TEXTE DE LECTURE
Selon la théorie du cycle social, les ères historiques se succèdent naturellement dans l’ordre suivant : de la société shu’dra (ouvrière), à la société ks’attriya (guerrière), suivie par l’ère vipra (intellectuelle) pour finalement aboutir à l’ère vaeshya (marchande). Ensuite, un autre cycle social commence et ainsi de suite. On pourrait objecter qu’une telle vision cyclique de l’histoire est incapable de représenter correctement la marche du progrès humain. Mais ici, « cycle » ne signifie pas que l’on tourne en cercles fermés, ou que l’on revienne continuellement sur ses pas. Le mouvement du cycle social est au contraire en spirale, à la fois en cercle, et dans une direction bien précise, permettant la réalisation de progrès notables. Ces progrès rappelons-le, sont tous des avancées vers un niveau de conscience plus élevé.
D’un point de vue historique, la période qui s’étend depuis l’apparition des premiers humains jusqu’à la formation des sociétés de l’âge de pierre, constitue une ère shu’dra. Les êtres humains, extrêmement dépendants des forces de la nature, étaient des esclaves virtuels des conditions matérielles. Les humains, forcés de lutter contre leur environnement et contre d’autres clans pour l’acquisition de maigres ressources, connurent une expansion graduelle de leur esprit qui grandit en complexité, capacité et force. La confiance, la bravoure et la capacité de diriger et de dominer l’environnement social et matériel, se développèrent chez certains humains. Ces qualités s’exprimèrent surtout par des prouesses physiques qui marquèrent le début à la fois de l’ère guerrière et de la civilisation humaine au sens le plus noble. Ce système de clan grandit en unité et discipline, et un sens de responsabilité social se développa graduellement. Les femmes, vues comme les mères du clan, dirigèrent cette ère à son commencement. Il est ici nécessaire de comprendre l’immense contribution des femmes pendant presque 1 million d’années de matriarcat – depuis la naissance des humains jusqu’à la première apparition du patriarcat, il y a 10000 ans environ.
Au cours des luttes des différentes sociétés guerrières contre les éléments naturels et les unes contre les autres, le pouvoir intellectuel des êtres humains se développa, et l’émergence des premiers vipras se traduisit par des découvertes scientifiques telles que le feu, l’arc et la flèche, l’aiguille et le fil, la charrue et la poterie, ainsi que des progrès en élevage, en agriculture, etc. Au cours de ce long processus, les vipras commencèrent à occuper une place de plus en plus importante dans la société, pour finalement devenir l’atout le plus précieux des chefs ks’attriya. En effet, la guerre grandissant en complexité, les tactiques et la stratégie devinrent tout aussi importantes que le courage et l’habileté. Et sans la contribution d’un intellect supérieur, la victoire devenait impossible.

CONSIGNES
a) Recopiez, s'il vous plaît, le passage du texte sur le cycle social qui s'ouvre sur les mots contenant "Au cours des" et se termine par "victoire devenait impossible.".
b) D'après le texte sur le cycle social, pendant combien de temps environ le matriarcat a-t-il duré ?
La liste ci-dessous est un document distinct du texte sur le cycle social.

MATÉRIEL EXTRAIT
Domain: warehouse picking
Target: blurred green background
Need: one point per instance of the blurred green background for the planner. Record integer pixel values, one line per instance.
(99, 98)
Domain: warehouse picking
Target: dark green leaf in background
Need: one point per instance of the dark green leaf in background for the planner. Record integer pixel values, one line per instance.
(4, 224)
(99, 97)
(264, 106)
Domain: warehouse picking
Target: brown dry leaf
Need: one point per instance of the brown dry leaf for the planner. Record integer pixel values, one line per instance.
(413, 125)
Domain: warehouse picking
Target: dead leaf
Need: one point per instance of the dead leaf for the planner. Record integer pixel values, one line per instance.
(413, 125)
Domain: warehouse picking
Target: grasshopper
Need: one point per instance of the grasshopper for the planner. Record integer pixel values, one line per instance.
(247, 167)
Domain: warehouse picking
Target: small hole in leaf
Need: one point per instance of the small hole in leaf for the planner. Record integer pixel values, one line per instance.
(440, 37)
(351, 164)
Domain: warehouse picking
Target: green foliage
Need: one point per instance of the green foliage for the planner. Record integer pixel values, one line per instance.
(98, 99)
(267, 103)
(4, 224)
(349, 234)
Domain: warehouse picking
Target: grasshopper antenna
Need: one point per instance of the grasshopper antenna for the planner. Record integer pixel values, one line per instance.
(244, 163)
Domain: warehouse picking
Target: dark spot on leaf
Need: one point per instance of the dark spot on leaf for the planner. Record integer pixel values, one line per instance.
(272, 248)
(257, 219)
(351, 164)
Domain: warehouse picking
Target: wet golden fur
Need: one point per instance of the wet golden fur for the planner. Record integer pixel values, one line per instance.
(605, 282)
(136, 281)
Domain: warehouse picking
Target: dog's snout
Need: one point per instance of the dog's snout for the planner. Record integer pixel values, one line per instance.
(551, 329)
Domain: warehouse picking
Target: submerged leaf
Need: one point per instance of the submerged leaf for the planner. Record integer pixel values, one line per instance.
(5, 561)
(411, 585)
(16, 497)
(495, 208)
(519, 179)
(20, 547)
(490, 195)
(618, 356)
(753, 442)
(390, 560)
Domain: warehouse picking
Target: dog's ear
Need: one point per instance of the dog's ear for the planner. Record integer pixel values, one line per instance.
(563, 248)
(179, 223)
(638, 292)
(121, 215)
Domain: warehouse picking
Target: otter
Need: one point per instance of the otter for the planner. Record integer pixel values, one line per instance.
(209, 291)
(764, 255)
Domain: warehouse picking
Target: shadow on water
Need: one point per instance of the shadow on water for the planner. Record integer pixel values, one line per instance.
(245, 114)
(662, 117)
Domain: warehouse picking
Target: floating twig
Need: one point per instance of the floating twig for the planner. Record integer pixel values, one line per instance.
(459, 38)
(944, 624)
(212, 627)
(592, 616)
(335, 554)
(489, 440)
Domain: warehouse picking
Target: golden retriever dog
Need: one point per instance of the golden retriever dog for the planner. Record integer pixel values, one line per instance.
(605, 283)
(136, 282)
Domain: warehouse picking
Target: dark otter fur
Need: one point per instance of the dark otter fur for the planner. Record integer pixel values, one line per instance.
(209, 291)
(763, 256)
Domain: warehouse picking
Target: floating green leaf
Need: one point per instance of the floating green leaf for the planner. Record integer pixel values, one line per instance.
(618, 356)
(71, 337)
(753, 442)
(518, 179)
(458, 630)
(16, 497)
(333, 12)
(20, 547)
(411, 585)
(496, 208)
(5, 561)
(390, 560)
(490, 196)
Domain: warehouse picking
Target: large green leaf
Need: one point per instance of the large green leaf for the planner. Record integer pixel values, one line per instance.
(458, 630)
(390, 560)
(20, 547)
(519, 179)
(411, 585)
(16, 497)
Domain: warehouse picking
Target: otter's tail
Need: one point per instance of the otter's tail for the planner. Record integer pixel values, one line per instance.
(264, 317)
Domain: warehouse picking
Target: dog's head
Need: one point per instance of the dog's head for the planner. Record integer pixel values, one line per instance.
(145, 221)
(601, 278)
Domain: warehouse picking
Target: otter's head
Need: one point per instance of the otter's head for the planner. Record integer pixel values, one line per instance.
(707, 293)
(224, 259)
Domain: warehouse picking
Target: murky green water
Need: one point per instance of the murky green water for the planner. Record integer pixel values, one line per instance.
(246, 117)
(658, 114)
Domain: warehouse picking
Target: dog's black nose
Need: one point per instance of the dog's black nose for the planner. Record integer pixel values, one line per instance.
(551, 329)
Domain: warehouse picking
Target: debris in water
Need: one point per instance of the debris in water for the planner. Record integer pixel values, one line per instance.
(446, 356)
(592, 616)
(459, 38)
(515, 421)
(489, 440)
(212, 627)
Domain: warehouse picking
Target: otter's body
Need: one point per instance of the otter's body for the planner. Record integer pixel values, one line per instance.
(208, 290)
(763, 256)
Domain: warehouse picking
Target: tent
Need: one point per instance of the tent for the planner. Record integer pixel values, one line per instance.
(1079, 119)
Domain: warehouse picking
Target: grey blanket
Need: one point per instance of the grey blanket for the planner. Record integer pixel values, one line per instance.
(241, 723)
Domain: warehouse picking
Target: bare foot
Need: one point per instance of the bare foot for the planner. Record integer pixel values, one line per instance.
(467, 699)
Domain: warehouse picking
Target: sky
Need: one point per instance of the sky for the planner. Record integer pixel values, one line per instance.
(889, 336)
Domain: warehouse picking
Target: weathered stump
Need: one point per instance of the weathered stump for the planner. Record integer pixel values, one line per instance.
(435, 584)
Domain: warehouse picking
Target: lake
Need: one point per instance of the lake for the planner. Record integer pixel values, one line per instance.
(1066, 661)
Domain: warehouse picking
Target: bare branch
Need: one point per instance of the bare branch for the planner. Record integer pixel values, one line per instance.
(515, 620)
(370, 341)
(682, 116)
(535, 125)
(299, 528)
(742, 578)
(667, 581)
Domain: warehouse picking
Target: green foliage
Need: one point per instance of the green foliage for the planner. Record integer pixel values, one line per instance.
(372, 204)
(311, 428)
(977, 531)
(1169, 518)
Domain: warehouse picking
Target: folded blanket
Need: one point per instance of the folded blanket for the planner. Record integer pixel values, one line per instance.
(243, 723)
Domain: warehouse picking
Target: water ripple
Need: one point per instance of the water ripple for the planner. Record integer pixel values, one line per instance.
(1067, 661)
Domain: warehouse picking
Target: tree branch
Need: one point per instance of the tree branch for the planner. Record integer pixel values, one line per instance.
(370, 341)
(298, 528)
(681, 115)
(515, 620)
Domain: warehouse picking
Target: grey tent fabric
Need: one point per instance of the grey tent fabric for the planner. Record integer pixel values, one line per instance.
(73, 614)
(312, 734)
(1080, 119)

RÉPONSES PAR CONSIGNE
a)
Au cours des luttes des différentes sociétés guerrières contre les éléments naturels et les unes contre les autres, le pouvoir intellectuel des êtres humains se développa, et l’émergence des premiers vipras se traduisit par des découvertes scientifiques telles que le feu, l’arc et la flèche, l’aiguille et le fil, la charrue et la poterie, ainsi que des progrès en élevage, en agriculture, etc. Au cours de ce long processus, les vipras commencèrent à occuper une place de plus en plus importante dans la société, pour finalement devenir l’atout le plus précieux des chefs ks’attriya. En effet, la guerre grandissant en complexité, les tactiques et la stratégie devinrent tout aussi importantes que le courage et l’habileté. Et sans la contribution d’un intellect supérieur, la victoire devenait impossible.

b) Presque 1 million d'années.